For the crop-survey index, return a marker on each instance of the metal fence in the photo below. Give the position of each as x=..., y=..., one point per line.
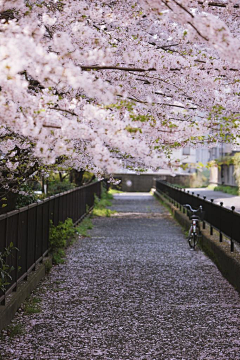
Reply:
x=226, y=221
x=28, y=229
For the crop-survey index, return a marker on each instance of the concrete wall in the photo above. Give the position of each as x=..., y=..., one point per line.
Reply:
x=144, y=182
x=223, y=175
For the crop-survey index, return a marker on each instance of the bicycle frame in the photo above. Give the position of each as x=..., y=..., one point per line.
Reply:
x=194, y=231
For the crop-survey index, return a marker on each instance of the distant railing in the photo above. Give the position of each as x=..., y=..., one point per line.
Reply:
x=224, y=220
x=28, y=229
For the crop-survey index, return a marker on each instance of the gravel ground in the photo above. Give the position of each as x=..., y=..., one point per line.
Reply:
x=132, y=291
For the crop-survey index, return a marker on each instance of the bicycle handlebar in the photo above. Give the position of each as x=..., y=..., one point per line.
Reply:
x=191, y=209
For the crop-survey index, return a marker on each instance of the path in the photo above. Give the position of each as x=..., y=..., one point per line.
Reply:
x=132, y=291
x=218, y=196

*Exercise goal*.
The expected result is every line above containing the string "survey".

*Exercise solution*.
For the crop-survey index, return a marker on each instance of the metal fence in the photo below. Give the position of each as x=..., y=..., one point per line.
For the crop-survey index, return a marker on each instance of the concrete wall in the photo above. Give the position of each as x=..., y=..., one point per line.
For the crop-survey index, return a marker on each instance of the bicycle frame in the photo above. Give the position of each as x=..., y=..., one point per line.
For the crop-survey index, return a marker on each instance of the distant railing in the photo above. Give the position of each as x=..., y=..., one point per line.
For the crop-survey index, return a marker on each instance of the gravel ground in the photo above. Give the position of each as x=..., y=..., one point per line.
For the crop-survey index, return a marker on each instance of the bicycle handlebar in the photo above. Give the position of each as x=..., y=..., one point per line.
For the crop-survey index, return a marker on each instance of the path in the photo above. Give the position of each as x=..., y=..., one point per line.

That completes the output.